Una amiga me dijo que en los años setenta, hubo una invasión de ratones en Brasilia y que ellos salían por el desague del bidé y entraban en los apartamientos de Asa Norte. Ella me pregunta si no me acuerdo. No me acuerdo. “En serio? No te acuerdas?” No me acuerdo.

No me acuerdo de la invasión, no me acuerdo de comentarios, noticias. Respondo que era muy pequeña, pero ella es más joven que yo. Rio sin gracia, sin mostrar los dientes: “Realmente no me acuerdo!” De lo que me acuerdo es siempre haber tenido miedo de ratones, más que de cucarachas. Y de siempre soñar con ellos en tiempos de angustia, preocupación. Una vez vi un video de un asado en la casa de mis padres en que intento alertar a mi madre del paso de un ratón y ella me ignora. Me pareció que no quería llamar la atención de los invitados para la presencia del animal asqueroso que corría en la orilla de la cerca. No quería interrumpir su canto y su soleado día de domingo y, por eso, ignoró completamente lo que dijo la niña inconveniente. 

Una amiga me contó también que ya se miró por tanto tiempo en el espejo que la imagen quedó difusa y ella no se reconoció más. Se transformó en un ser extraño. El reflejo era de alguien más. “Nunca te pasó?” No, nunca. Creo que nunca pasé tanto tiempo mirándome en espejo. Rápido encuentro un defecto, un incomodo y me voy. Le prometo experimentar, pero me olvido, o finjo olvidarme. No sé si quiero mirarme por tanto tiempo. Y si me disuelvo y desaparezco?  Y si no sé más quien soy?

________________________

- [Qué hacer] Reproduzca íntegramente el texto sobre los ratones y el espejo, sin alterar una sola palabra. Los registros no intervienen en absoluto en esta tarea.

- [Registros]
________________________

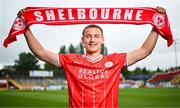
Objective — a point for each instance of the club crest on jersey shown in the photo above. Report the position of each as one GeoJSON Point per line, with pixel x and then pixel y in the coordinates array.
{"type": "Point", "coordinates": [108, 64]}
{"type": "Point", "coordinates": [159, 20]}
{"type": "Point", "coordinates": [19, 24]}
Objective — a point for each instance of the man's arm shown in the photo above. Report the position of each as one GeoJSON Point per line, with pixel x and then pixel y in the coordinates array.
{"type": "Point", "coordinates": [147, 47]}
{"type": "Point", "coordinates": [38, 49]}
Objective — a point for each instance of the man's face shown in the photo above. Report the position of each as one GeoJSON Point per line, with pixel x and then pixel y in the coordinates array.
{"type": "Point", "coordinates": [92, 40]}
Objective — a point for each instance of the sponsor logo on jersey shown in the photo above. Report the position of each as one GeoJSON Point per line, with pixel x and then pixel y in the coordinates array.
{"type": "Point", "coordinates": [108, 64]}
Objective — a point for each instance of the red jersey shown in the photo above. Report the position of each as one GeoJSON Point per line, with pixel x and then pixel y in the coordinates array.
{"type": "Point", "coordinates": [93, 84]}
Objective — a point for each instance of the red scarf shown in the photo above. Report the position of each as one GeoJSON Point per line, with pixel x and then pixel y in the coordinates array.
{"type": "Point", "coordinates": [70, 16]}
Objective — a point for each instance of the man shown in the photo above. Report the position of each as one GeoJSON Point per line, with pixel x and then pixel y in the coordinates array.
{"type": "Point", "coordinates": [93, 79]}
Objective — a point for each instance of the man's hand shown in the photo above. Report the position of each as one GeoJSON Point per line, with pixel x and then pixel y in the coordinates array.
{"type": "Point", "coordinates": [161, 9]}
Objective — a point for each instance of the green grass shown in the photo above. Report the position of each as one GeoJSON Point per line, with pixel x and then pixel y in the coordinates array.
{"type": "Point", "coordinates": [128, 98]}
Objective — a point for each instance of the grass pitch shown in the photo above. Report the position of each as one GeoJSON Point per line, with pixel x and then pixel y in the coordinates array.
{"type": "Point", "coordinates": [128, 98]}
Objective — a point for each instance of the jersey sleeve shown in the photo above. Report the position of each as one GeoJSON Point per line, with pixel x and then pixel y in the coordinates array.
{"type": "Point", "coordinates": [122, 59]}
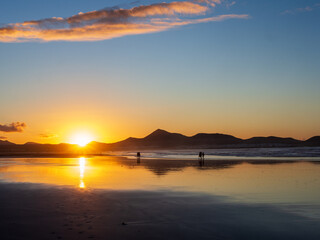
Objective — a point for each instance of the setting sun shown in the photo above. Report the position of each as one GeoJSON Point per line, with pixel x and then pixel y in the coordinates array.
{"type": "Point", "coordinates": [82, 139]}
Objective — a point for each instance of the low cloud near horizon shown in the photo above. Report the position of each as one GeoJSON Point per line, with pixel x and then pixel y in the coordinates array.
{"type": "Point", "coordinates": [13, 127]}
{"type": "Point", "coordinates": [115, 22]}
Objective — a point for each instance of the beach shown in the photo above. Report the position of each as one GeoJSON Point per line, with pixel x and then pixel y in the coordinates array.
{"type": "Point", "coordinates": [37, 208]}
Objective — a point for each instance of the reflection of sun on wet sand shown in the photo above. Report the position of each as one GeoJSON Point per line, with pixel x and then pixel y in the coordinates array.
{"type": "Point", "coordinates": [117, 198]}
{"type": "Point", "coordinates": [82, 166]}
{"type": "Point", "coordinates": [64, 213]}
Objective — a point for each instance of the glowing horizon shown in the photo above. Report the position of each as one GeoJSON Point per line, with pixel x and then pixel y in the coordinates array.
{"type": "Point", "coordinates": [240, 68]}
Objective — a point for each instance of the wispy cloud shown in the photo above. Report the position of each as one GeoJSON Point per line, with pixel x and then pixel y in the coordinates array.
{"type": "Point", "coordinates": [303, 9]}
{"type": "Point", "coordinates": [114, 22]}
{"type": "Point", "coordinates": [13, 127]}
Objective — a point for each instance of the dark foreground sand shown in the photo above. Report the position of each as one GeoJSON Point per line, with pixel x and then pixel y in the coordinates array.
{"type": "Point", "coordinates": [39, 212]}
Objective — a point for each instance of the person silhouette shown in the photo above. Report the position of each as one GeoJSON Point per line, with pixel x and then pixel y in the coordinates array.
{"type": "Point", "coordinates": [138, 157]}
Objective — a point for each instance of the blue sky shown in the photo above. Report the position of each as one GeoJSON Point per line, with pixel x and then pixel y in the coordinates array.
{"type": "Point", "coordinates": [246, 77]}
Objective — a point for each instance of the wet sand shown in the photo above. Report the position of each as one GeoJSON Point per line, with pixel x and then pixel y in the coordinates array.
{"type": "Point", "coordinates": [35, 211]}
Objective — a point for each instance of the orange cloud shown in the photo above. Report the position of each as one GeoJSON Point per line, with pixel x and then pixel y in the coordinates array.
{"type": "Point", "coordinates": [111, 23]}
{"type": "Point", "coordinates": [12, 127]}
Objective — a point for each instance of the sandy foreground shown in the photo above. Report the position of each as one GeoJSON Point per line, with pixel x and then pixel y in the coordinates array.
{"type": "Point", "coordinates": [30, 211]}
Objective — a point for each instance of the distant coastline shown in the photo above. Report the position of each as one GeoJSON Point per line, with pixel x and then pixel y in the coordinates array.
{"type": "Point", "coordinates": [157, 140]}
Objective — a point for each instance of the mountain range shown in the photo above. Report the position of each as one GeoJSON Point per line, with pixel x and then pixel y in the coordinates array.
{"type": "Point", "coordinates": [161, 139]}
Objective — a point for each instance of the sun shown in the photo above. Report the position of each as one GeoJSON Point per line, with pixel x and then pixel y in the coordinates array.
{"type": "Point", "coordinates": [81, 139]}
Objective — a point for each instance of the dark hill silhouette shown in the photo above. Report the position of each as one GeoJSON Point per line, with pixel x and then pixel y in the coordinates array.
{"type": "Point", "coordinates": [6, 142]}
{"type": "Point", "coordinates": [314, 141]}
{"type": "Point", "coordinates": [159, 139]}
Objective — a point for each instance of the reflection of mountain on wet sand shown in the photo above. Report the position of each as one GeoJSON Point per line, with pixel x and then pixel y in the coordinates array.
{"type": "Point", "coordinates": [162, 167]}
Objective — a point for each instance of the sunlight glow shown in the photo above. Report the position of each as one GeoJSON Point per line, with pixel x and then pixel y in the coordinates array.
{"type": "Point", "coordinates": [82, 139]}
{"type": "Point", "coordinates": [82, 166]}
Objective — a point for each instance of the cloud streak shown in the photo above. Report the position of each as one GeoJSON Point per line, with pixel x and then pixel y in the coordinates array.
{"type": "Point", "coordinates": [111, 23]}
{"type": "Point", "coordinates": [13, 127]}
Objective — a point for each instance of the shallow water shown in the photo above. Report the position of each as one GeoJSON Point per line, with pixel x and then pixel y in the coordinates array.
{"type": "Point", "coordinates": [267, 181]}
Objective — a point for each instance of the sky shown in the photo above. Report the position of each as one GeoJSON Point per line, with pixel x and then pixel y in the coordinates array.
{"type": "Point", "coordinates": [115, 69]}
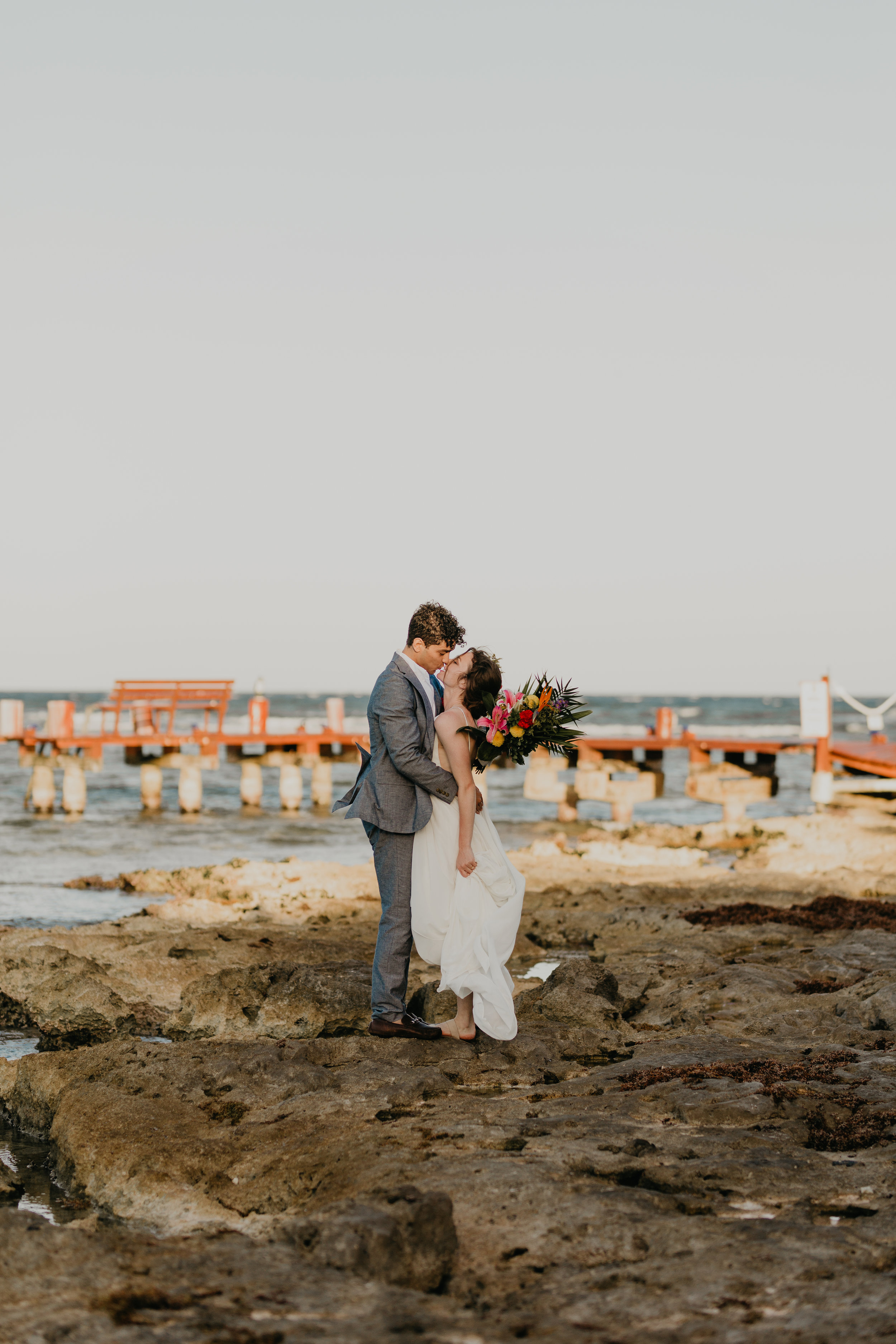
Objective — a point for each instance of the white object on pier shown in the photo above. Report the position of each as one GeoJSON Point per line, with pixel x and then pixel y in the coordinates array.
{"type": "Point", "coordinates": [862, 784]}
{"type": "Point", "coordinates": [815, 710]}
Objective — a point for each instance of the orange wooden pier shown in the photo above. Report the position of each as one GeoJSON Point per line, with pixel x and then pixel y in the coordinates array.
{"type": "Point", "coordinates": [620, 769]}
{"type": "Point", "coordinates": [154, 744]}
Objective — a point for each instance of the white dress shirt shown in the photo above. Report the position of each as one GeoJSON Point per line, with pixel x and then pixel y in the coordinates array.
{"type": "Point", "coordinates": [424, 678]}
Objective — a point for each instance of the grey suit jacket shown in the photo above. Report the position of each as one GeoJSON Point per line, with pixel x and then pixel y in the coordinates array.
{"type": "Point", "coordinates": [398, 776]}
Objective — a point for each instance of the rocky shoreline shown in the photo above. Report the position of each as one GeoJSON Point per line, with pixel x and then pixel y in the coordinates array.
{"type": "Point", "coordinates": [692, 1138]}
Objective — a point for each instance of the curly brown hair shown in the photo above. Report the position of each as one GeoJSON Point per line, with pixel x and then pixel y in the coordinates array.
{"type": "Point", "coordinates": [433, 623]}
{"type": "Point", "coordinates": [483, 679]}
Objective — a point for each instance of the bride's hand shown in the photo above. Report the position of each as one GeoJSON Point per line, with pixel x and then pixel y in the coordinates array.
{"type": "Point", "coordinates": [465, 862]}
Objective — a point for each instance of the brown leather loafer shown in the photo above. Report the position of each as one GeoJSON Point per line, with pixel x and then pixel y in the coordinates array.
{"type": "Point", "coordinates": [408, 1026]}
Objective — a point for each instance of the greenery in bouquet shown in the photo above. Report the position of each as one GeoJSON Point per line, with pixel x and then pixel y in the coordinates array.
{"type": "Point", "coordinates": [538, 715]}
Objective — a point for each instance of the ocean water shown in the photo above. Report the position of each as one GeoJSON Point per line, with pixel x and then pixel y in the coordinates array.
{"type": "Point", "coordinates": [39, 854]}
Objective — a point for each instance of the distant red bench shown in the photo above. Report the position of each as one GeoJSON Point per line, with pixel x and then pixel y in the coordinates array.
{"type": "Point", "coordinates": [154, 705]}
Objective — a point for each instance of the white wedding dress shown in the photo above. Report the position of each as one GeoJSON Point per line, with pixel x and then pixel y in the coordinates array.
{"type": "Point", "coordinates": [468, 925]}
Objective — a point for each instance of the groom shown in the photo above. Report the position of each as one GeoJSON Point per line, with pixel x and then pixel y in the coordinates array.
{"type": "Point", "coordinates": [391, 796]}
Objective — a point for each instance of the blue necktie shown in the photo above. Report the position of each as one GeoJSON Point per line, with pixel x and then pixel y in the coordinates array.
{"type": "Point", "coordinates": [440, 694]}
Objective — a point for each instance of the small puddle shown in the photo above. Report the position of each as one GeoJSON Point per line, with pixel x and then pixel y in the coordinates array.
{"type": "Point", "coordinates": [540, 971]}
{"type": "Point", "coordinates": [33, 1162]}
{"type": "Point", "coordinates": [32, 1159]}
{"type": "Point", "coordinates": [14, 1045]}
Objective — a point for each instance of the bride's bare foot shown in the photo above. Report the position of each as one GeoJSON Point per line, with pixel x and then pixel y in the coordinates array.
{"type": "Point", "coordinates": [452, 1029]}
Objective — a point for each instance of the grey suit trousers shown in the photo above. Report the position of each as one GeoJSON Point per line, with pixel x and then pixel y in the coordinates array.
{"type": "Point", "coordinates": [393, 855]}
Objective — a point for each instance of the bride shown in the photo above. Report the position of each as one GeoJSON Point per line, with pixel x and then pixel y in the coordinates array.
{"type": "Point", "coordinates": [467, 897]}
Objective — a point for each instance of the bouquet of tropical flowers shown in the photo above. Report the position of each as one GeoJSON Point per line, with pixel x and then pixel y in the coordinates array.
{"type": "Point", "coordinates": [522, 721]}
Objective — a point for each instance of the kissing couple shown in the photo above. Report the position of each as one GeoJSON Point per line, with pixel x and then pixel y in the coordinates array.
{"type": "Point", "coordinates": [444, 877]}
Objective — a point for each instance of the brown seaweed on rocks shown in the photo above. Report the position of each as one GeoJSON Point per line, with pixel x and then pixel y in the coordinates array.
{"type": "Point", "coordinates": [770, 1073]}
{"type": "Point", "coordinates": [820, 914]}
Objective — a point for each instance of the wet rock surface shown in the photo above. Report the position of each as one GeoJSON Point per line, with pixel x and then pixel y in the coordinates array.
{"type": "Point", "coordinates": [692, 1138]}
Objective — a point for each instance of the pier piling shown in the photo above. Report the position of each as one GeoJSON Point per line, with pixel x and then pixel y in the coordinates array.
{"type": "Point", "coordinates": [43, 787]}
{"type": "Point", "coordinates": [151, 780]}
{"type": "Point", "coordinates": [252, 784]}
{"type": "Point", "coordinates": [75, 787]}
{"type": "Point", "coordinates": [291, 788]}
{"type": "Point", "coordinates": [190, 790]}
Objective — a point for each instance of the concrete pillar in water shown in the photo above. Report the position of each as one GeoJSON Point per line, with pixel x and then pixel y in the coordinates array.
{"type": "Point", "coordinates": [43, 787]}
{"type": "Point", "coordinates": [291, 788]}
{"type": "Point", "coordinates": [151, 787]}
{"type": "Point", "coordinates": [252, 784]}
{"type": "Point", "coordinates": [190, 791]}
{"type": "Point", "coordinates": [321, 784]}
{"type": "Point", "coordinates": [75, 788]}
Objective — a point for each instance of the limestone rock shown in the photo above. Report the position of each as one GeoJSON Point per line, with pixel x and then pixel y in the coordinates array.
{"type": "Point", "coordinates": [578, 994]}
{"type": "Point", "coordinates": [408, 1238]}
{"type": "Point", "coordinates": [282, 1000]}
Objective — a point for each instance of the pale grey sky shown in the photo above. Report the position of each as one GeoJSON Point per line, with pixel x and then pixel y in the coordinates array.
{"type": "Point", "coordinates": [577, 316]}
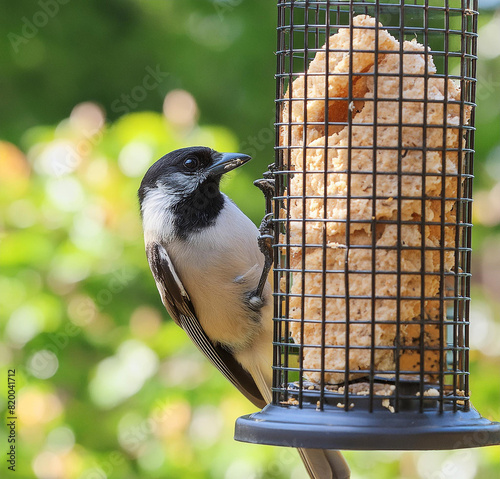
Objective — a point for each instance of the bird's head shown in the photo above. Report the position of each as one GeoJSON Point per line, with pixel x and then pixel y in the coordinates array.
{"type": "Point", "coordinates": [183, 185]}
{"type": "Point", "coordinates": [185, 171]}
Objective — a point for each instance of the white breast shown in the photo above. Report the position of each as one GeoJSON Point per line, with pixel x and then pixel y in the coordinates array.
{"type": "Point", "coordinates": [218, 266]}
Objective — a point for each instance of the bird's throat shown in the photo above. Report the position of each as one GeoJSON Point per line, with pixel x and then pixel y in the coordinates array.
{"type": "Point", "coordinates": [198, 210]}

________________________

- [Resultado del ejercicio]
Una amiga me dijo que en los años setenta, hubo una invasión de ratones en Brasilia y que ellos salían por el desague del bidé y entraban en los apartamientos de Asa Norte. Ella me pregunta si no me acuerdo. No me acuerdo. “En serio? No te acuerdas?” No me acuerdo.

No me acuerdo de la invasión, no me acuerdo de comentarios, noticias. Respondo que era muy pequeña, pero ella es más joven que yo. Rio sin gracia, sin mostrar los dientes: “Realmente no me acuerdo!” De lo que me acuerdo es siempre haber tenido miedo de ratones, más que de cucarachas. Y de siempre soñar con ellos en tiempos de angustia, preocupación. Una vez vi un video de un asado en la casa de mis padres en que intento alertar a mi madre del paso de un ratón y ella me ignora. Me pareció que no quería llamar la atención de los invitados para la presencia del animal asqueroso que corría en la orilla de la cerca. No quería interrumpir su canto y su soleado día de domingo y, por eso, ignoró completamente lo que dijo la niña inconveniente. 

Una amiga me contó también que ya se miró por tanto tiempo en el espejo que la imagen quedó difusa y ella no se reconoció más. Se transformó en un ser extraño. El reflejo era de alguien más. “Nunca te pasó?” No, nunca. Creo que nunca pasé tanto tiempo mirándome en espejo. Rápido encuentro un defecto, un incomodo y me voy. Le prometo experimentar, pero me olvido, o finjo olvidarme. No sé si quiero mirarme por tanto tiempo. Y si me disuelvo y desaparezco?  Y si no sé más quien soy?